* Excerpt provided
····················

Wednesday, June 17, 2009

A feeling that i cant shake off

I've recently got counseling x_x it's a bit annoying, there r some things i dun wanna say but i end up saying them to a lady i dun even know XDD but oh well~ i get them every week..hahahah~
there r so many things going on all at the same time...the school dance is coming up, projects due date, summer and stupid swine flue...*Sigh!*
Miss Kwok seems to be a nice lady, i mean yeah o_o even though we barely know each other, she seems to understand how i feel and wat im looking for...not some1 to tell me it's alrite or tell me wat to do....she is actually talking to me about how i feel =\ which is really helpful and im glad she understands me and is giving me what i need.
I feel like im puttin on a mask each day to show people im strong and im not that easy, but i feel lonely. Rachel and Alison are gettin along which is good, but M.T, Jac, Carmen and I dont like Rachel much...Hahahaha!....but there isn't much we can do, it's better to have more frendz then enemies
I'm glad our class is not fighting and stuff....but i cant help but sometimes think that im lonely and left out, it's tiring to pretend to be happy when im actually sad each day...i want people to smile, AHH! im such a hypocrite -3- ehhh.

····················

* Raw data
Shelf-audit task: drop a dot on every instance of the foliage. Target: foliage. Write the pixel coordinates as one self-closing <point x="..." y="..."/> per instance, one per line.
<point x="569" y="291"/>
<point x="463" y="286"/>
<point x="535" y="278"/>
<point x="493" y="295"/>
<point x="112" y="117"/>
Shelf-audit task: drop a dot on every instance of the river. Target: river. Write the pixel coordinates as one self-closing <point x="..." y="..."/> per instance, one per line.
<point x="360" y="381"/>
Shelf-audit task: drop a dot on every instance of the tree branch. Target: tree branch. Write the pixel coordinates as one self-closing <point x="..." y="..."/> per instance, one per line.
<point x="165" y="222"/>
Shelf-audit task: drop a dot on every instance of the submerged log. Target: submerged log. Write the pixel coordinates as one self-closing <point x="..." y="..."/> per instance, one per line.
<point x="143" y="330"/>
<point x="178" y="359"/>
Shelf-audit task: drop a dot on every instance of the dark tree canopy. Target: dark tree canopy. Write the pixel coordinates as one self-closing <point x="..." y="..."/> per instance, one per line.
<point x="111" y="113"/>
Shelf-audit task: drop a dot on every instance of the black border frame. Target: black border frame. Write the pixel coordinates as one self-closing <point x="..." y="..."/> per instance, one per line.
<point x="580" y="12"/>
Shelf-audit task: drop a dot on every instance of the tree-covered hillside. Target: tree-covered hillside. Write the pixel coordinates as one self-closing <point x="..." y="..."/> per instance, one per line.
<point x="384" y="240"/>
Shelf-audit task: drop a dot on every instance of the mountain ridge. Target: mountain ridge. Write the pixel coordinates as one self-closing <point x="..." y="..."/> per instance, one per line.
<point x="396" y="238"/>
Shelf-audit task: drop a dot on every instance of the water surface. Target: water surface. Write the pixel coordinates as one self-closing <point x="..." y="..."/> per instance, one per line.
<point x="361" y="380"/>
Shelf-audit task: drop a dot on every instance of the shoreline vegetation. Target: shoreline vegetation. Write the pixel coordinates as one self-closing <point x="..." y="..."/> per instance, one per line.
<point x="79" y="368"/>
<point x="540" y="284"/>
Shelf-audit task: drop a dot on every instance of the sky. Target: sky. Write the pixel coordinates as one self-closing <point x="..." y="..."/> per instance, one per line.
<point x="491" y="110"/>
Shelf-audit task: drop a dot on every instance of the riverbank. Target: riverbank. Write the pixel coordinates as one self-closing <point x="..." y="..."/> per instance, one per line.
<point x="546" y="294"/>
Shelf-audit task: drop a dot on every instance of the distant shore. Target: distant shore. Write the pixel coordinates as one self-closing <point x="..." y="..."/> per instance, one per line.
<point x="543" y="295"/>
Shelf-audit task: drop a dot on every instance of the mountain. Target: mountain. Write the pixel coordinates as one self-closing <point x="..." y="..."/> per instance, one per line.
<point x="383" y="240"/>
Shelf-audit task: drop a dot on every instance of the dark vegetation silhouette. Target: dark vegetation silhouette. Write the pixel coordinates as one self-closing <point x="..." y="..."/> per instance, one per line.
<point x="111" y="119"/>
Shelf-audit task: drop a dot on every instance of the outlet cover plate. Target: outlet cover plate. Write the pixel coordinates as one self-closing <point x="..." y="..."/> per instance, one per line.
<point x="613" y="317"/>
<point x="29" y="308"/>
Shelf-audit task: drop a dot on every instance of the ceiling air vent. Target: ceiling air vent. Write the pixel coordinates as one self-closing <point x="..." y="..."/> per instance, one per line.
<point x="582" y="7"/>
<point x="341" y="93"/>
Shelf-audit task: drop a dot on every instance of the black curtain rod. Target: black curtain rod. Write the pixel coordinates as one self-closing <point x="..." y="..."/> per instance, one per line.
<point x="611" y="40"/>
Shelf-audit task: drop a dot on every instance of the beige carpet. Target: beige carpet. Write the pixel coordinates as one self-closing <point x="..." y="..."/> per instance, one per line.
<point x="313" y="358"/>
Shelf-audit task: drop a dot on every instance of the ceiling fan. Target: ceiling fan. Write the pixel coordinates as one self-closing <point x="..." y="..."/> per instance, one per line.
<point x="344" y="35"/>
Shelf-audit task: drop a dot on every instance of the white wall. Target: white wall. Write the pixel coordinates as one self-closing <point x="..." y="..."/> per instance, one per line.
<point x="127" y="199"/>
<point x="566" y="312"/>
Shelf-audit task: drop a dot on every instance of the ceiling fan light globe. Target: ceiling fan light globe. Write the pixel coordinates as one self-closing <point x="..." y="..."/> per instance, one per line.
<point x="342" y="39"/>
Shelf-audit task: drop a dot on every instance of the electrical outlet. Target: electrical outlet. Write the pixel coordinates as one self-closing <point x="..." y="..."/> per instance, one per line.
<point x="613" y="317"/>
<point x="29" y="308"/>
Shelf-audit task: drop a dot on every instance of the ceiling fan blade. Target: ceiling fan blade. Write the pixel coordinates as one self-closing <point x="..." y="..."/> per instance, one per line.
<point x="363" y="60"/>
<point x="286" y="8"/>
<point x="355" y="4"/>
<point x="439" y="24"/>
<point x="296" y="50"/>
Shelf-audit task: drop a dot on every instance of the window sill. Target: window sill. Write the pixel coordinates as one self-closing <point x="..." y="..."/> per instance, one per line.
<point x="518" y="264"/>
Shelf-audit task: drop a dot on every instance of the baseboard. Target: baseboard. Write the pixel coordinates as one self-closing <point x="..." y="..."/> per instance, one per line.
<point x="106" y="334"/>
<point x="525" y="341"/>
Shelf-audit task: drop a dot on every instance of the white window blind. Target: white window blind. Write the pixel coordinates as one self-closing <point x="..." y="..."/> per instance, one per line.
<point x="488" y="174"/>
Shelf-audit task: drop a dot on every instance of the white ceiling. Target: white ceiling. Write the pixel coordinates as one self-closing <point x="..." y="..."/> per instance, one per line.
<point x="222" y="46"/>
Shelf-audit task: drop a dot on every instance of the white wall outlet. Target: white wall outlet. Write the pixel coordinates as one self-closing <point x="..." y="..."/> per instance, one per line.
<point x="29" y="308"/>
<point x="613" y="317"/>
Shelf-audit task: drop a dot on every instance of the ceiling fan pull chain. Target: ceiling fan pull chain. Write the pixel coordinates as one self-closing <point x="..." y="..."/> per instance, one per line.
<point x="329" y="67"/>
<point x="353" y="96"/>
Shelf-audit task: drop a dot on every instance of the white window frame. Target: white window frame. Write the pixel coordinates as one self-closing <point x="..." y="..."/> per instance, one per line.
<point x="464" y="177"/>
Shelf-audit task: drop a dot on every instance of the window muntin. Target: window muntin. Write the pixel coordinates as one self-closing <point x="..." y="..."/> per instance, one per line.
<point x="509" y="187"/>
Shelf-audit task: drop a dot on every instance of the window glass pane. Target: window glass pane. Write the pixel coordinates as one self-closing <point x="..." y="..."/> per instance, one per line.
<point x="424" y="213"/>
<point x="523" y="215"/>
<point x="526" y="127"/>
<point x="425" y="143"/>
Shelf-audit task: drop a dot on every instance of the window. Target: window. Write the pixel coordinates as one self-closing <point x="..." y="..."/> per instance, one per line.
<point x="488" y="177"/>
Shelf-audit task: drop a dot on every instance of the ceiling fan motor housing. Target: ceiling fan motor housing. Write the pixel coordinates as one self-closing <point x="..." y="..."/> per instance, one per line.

····················

* Exercise task
Return the stretch of the blog post from "Wednesday, June 17, 2009" through "what i need.", copied word for word with its spelling and punctuation unchanged.

* Solved exercise
Wednesday, June 17, 2009

A feeling that i cant shake off

I've recently got counseling x_x it's a bit annoying, there r some things i dun wanna say but i end up saying them to a lady i dun even know XDD but oh well~ i get them every week..hahahah~
there r so many things going on all at the same time...the school dance is coming up, projects due date, summer and stupid swine flue...*Sigh!*
Miss Kwok seems to be a nice lady, i mean yeah o_o even though we barely know each other, she seems to understand how i feel and wat im looking for...not some1 to tell me it's alrite or tell me wat to do....she is actually talking to me about how i feel =\ which is really helpful and im glad she understands me and is giving me what i need.